◆ **Records supplied**
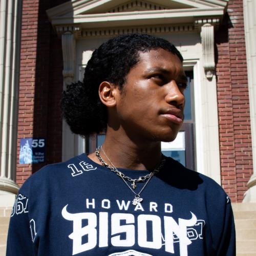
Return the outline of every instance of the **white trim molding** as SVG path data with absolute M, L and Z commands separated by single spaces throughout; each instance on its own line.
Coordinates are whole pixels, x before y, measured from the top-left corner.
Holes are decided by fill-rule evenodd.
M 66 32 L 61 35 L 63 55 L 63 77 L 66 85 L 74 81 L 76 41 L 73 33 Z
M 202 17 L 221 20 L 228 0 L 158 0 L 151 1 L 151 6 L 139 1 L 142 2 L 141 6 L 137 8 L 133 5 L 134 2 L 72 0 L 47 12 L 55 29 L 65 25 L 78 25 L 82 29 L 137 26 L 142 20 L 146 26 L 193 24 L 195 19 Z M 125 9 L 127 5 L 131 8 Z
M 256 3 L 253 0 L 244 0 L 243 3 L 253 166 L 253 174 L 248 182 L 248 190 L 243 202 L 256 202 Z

◆ **Task directions**
Rewrite every line of the records above as a Markdown table with the columns Row and Line, numbering the rows in order and skipping blank lines. Leave the pictures out of the table.

◆ **Written solution**
| Row | Line |
|---|---|
| 1 | Return the outline of every instance of the **white trim molding** as SVG path data with absolute M, L and Z commands separated by single spaces throughout; each instance on its own line. |
| 2 | Coordinates are whole pixels, x before y, measured from the top-left corner. |
| 3 | Holes are decided by fill-rule evenodd. |
| 4 | M 66 32 L 61 35 L 63 55 L 63 77 L 66 85 L 74 81 L 76 41 L 73 33 Z |
| 5 | M 202 17 L 221 20 L 228 0 L 158 0 L 151 1 L 151 6 L 139 1 L 142 2 L 141 6 L 137 8 L 133 5 L 134 2 L 72 0 L 47 12 L 55 29 L 65 25 L 78 25 L 82 29 L 137 26 L 142 20 L 146 26 L 193 24 L 195 19 Z M 125 9 L 127 5 L 131 8 Z |
| 6 | M 256 3 L 253 0 L 244 0 L 243 3 L 253 166 L 253 174 L 248 182 L 248 190 L 243 202 L 256 202 Z |